◆ YOUR GOAL ◆
Would you write out, word for word, each line of the records below from the top through the one holding "Please answer as"?

◆ MATERIAL PROVIDED ◆

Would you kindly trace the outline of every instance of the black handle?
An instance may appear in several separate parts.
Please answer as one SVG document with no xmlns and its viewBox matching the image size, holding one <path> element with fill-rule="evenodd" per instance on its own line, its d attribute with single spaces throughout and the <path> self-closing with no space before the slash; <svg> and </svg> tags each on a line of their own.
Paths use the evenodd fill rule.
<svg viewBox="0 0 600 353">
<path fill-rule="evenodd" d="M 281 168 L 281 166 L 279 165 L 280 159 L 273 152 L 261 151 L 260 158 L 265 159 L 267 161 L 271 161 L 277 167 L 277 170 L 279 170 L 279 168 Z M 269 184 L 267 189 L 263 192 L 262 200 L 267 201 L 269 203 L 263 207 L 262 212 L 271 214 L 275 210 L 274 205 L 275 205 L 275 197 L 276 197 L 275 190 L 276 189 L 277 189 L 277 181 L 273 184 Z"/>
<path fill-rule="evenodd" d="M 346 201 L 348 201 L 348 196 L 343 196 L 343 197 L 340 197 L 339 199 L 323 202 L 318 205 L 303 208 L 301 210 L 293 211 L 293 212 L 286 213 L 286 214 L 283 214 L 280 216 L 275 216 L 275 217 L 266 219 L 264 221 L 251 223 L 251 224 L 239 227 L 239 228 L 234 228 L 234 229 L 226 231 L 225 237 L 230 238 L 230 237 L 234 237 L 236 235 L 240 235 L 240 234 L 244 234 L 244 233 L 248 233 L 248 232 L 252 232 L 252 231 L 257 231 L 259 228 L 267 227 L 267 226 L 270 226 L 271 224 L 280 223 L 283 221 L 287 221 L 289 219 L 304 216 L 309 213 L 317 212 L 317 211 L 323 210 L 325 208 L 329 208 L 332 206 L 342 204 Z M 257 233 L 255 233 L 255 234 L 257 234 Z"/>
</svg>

◆ COMPLETED TASK ◆
Would you kindly trace the outline of every instance of the black handle?
An instance may appear in several separate parts.
Please answer as one SVG document with no xmlns and its viewBox matching the image size, holding one <path> element with fill-rule="evenodd" per instance on its own line, its d attribute with single spaces throughout and the <path> self-closing with no space before the slash; <svg> and </svg> tags each on a line of their own.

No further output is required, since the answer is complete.